Printed on the back of the Hershey's Cocoa tin since the 1980s, this is the unfussy, deeply chocolatey layer cake that has shown up at more birthdays than any other.

From the back of Cocoa Tin — since 1980

Ingredients

  • 2 cups sugar
  • 1 3/4 cups all-purpose flour
  • 3/4 cup Hershey's Cocoa
  • 1 1/2 teaspoons baking powder
  • 1 1/2 teaspoons baking soda
  • 1 teaspoon salt
  • 2 large eggs
  • 1 cup milk
  • 1/2 cup vegetable oil
  • 2 teaspoons vanilla extract
  • 1 cup boiling water

Directions

  1. 1

    Heat oven to 350°F. Grease and flour two 9-inch round baking pans.

  2. 2

    Stir together sugar, flour, cocoa, baking powder, baking soda, and salt in a large bowl.

  3. 3

    Add eggs, milk, oil, and vanilla; beat on medium speed of mixer for 2 minutes.

  4. 4

    Stir in boiling water (the batter will be thin). Pour batter into prepared pans.

  5. 5

    Bake 30 to 35 minutes or until a wooden pick inserted in the center comes out clean. Cool 10 minutes; remove from pans to wire racks. Cool completely. Frost as desired.
★ ★ ★
(Stated task a)
Swap "wooden pick" for "toothpick" in the cocoa cake recipe, then write out the stretch from "Stir in boiling" through "Frost as desired." with that substitution made.

(Provided data)
★ ★ ★
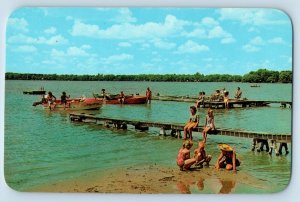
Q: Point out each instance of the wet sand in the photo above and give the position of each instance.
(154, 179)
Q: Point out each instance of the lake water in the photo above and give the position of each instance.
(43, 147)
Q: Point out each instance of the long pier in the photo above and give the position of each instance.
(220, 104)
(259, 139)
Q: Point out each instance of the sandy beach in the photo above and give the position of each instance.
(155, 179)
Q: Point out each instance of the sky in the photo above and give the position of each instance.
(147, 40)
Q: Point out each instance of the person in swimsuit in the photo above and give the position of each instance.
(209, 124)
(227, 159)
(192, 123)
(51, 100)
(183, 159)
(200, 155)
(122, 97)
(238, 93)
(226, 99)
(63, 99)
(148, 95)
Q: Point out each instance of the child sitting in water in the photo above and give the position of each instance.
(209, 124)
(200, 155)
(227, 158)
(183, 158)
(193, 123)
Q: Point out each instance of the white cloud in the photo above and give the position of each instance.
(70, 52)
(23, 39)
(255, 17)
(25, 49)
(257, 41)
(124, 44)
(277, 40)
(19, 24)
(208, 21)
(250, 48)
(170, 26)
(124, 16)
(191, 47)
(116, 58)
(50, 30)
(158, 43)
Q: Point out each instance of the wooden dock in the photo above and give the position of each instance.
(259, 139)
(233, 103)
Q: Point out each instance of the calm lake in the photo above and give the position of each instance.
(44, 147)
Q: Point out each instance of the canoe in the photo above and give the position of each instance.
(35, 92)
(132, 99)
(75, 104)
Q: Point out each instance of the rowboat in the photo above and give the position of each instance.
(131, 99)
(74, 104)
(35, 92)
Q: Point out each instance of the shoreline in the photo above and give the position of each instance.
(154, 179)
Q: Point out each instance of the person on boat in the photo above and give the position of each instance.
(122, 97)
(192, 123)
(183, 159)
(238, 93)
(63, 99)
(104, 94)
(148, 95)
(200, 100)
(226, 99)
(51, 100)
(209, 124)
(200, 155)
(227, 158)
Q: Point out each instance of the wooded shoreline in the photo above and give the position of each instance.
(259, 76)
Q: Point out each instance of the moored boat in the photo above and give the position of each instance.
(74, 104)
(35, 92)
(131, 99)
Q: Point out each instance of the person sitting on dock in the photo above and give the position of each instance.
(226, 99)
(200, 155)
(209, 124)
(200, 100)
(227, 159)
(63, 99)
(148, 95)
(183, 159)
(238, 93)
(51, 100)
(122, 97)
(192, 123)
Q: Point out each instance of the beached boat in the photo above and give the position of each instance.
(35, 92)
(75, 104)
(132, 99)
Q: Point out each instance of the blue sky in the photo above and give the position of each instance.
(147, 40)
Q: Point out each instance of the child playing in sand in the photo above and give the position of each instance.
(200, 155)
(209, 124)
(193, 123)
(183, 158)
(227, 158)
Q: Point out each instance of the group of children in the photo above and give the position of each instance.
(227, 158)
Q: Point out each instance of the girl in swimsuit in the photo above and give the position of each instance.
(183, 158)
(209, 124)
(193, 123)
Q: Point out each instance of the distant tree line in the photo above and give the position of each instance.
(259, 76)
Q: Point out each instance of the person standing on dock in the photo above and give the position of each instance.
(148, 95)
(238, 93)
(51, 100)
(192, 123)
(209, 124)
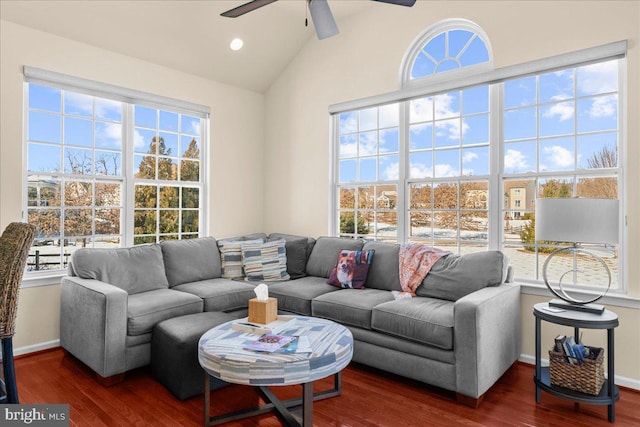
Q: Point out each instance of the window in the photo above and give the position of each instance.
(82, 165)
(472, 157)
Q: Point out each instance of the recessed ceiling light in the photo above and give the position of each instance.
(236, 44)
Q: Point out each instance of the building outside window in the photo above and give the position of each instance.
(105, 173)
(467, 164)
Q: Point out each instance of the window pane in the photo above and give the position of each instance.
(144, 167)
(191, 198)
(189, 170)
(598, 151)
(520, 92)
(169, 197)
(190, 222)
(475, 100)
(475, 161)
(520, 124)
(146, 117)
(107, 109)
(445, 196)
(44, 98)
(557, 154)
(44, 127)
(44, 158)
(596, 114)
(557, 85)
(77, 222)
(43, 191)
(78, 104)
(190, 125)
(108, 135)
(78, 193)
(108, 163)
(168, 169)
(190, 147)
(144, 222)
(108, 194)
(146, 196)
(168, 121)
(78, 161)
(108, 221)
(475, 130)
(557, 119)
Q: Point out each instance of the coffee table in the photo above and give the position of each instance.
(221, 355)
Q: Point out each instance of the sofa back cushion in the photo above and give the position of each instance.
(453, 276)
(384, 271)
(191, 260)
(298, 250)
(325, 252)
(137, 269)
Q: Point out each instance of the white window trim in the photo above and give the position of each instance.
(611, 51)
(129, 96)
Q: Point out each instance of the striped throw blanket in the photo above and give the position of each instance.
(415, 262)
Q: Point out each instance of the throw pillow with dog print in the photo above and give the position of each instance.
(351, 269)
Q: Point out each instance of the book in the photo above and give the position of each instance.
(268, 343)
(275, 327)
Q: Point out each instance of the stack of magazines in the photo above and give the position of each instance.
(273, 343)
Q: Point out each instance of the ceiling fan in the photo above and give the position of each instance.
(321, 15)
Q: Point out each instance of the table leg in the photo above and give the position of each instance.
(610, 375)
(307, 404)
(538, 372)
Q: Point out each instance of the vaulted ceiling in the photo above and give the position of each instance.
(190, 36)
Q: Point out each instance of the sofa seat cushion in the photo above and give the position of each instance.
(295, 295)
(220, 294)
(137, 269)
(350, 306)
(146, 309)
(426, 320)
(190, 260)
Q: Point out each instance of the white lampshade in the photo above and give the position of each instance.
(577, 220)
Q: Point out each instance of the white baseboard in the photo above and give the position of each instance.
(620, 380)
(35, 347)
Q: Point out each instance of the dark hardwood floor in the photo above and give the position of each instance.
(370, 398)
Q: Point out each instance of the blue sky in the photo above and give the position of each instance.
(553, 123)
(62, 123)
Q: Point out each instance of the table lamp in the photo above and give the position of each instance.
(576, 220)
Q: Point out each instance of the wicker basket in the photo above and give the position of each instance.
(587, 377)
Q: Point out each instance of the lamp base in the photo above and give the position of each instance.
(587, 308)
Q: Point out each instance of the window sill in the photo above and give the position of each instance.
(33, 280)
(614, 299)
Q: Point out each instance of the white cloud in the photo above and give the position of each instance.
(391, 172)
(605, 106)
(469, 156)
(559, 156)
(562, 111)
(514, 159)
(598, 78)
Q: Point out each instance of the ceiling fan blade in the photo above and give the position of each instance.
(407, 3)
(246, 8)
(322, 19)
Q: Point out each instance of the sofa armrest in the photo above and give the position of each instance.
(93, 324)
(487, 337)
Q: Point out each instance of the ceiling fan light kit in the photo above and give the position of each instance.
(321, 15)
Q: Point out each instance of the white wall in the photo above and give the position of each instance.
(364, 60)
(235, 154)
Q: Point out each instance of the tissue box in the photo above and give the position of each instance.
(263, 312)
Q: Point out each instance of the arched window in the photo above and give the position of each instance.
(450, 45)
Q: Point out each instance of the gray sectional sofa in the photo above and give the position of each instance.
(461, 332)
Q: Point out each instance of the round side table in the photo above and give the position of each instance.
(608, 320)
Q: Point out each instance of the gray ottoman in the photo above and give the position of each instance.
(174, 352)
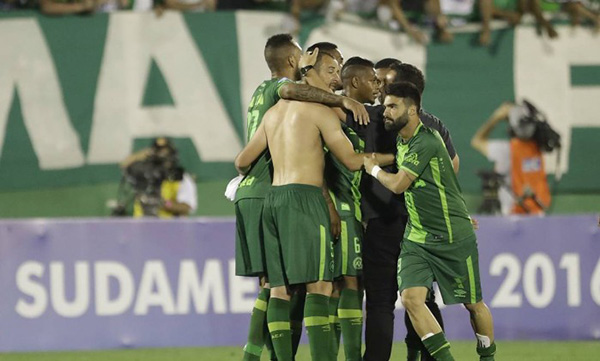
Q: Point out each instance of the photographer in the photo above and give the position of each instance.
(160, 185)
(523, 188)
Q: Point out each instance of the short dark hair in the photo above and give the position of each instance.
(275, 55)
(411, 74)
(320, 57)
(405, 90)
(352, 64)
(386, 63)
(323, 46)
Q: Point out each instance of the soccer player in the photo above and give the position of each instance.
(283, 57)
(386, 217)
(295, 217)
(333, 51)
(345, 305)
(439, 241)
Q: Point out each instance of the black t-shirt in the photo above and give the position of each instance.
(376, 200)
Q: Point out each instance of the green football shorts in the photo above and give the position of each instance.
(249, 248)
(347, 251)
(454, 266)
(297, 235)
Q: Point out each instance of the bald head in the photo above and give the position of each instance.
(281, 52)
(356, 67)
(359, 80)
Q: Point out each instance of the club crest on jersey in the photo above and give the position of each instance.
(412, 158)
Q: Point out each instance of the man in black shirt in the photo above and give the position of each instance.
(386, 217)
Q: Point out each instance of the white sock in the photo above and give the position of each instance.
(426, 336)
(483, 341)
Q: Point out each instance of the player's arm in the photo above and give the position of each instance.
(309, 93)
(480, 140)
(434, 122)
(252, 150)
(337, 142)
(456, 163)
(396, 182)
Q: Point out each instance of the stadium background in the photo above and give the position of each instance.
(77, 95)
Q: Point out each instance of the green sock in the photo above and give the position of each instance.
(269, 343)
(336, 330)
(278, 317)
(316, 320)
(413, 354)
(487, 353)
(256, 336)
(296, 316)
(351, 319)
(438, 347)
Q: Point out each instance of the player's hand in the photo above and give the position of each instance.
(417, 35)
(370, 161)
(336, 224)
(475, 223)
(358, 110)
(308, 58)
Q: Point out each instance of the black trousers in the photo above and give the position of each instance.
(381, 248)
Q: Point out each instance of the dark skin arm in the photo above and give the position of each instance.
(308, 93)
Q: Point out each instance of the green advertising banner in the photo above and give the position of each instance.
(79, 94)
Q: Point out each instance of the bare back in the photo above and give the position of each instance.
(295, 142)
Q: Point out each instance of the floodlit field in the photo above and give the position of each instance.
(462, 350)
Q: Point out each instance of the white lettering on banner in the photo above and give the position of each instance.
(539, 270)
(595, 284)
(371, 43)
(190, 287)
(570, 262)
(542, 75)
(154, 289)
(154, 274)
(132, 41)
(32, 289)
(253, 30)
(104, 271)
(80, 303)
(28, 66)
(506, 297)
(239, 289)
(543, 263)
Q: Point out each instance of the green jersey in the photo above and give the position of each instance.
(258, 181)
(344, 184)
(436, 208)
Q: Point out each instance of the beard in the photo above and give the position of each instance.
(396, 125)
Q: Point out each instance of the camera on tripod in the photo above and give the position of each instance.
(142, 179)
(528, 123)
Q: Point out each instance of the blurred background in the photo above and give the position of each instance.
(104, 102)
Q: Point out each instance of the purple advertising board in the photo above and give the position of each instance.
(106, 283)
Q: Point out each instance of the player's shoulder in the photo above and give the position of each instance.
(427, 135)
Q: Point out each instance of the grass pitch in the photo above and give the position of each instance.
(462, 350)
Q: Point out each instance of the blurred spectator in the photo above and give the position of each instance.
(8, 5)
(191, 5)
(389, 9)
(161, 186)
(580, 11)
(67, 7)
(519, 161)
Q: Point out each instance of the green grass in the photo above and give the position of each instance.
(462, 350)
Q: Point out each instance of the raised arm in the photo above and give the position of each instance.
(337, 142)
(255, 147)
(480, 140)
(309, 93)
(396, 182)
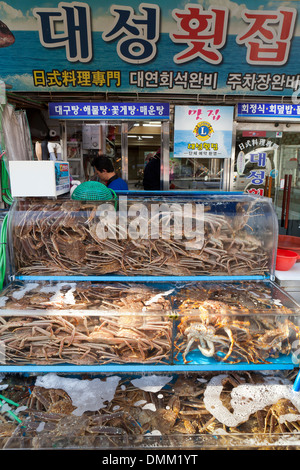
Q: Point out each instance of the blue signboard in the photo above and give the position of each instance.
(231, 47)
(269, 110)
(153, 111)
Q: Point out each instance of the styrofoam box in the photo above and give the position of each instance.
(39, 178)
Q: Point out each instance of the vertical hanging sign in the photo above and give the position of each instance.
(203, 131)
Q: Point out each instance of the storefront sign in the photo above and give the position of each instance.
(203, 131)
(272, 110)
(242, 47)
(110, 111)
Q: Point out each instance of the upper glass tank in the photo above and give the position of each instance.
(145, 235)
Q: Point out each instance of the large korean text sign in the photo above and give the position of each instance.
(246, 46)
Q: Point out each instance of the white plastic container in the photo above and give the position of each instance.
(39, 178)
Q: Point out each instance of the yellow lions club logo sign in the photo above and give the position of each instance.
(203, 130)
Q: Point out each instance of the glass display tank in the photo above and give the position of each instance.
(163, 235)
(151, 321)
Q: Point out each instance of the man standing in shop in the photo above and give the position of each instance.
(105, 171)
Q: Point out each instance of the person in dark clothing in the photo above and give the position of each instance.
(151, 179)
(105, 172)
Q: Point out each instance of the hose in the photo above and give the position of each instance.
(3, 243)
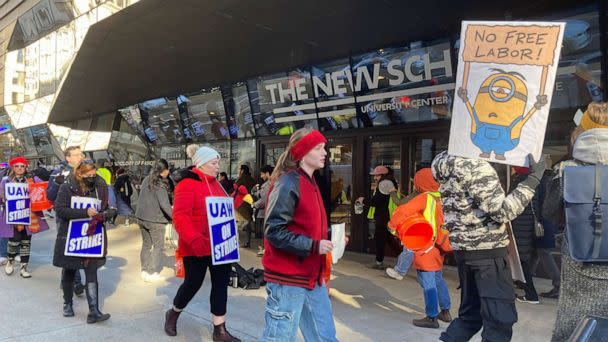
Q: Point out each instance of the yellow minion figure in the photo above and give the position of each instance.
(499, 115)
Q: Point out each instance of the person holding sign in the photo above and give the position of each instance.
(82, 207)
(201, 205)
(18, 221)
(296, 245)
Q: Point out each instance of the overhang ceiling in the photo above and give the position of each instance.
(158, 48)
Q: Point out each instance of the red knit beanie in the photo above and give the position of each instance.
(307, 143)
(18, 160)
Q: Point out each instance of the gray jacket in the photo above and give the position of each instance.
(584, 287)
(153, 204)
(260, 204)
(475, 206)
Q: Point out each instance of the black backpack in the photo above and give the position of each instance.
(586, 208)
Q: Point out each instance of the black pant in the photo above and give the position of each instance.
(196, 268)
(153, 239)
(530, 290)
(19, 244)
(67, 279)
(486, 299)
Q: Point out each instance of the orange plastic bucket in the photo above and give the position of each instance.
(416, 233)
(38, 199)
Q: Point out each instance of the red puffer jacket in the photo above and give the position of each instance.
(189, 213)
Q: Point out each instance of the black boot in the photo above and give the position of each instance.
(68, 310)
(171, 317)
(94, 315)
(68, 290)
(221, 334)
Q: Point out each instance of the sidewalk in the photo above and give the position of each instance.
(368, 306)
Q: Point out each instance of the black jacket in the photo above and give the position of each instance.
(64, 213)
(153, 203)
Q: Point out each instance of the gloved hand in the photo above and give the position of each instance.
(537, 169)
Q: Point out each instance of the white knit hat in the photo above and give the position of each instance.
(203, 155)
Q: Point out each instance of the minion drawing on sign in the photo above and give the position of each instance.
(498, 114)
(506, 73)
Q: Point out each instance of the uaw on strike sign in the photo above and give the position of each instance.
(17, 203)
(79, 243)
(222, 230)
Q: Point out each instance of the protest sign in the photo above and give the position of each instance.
★ ★ ★
(Stated task b)
Extract every line of the records that contains the string "cushion", treating case as significant.

(Full solution a)
Stir in boiling water (the batter will be thin). Pour batter into prepared pans.

  5. 5

    Bake 30 to 35 minutes or until a toothpick inserted in the center comes out clean. Cool 10 minutes; remove from pans to wire racks. Cool completely. Frost as desired.

(Full solution b)
Q: Point out each instance of the sofa back cushion in the photo above and give the position of each instance.
Q: Point out each instance of the sofa seat cushion in the photo above and give the position of each instance.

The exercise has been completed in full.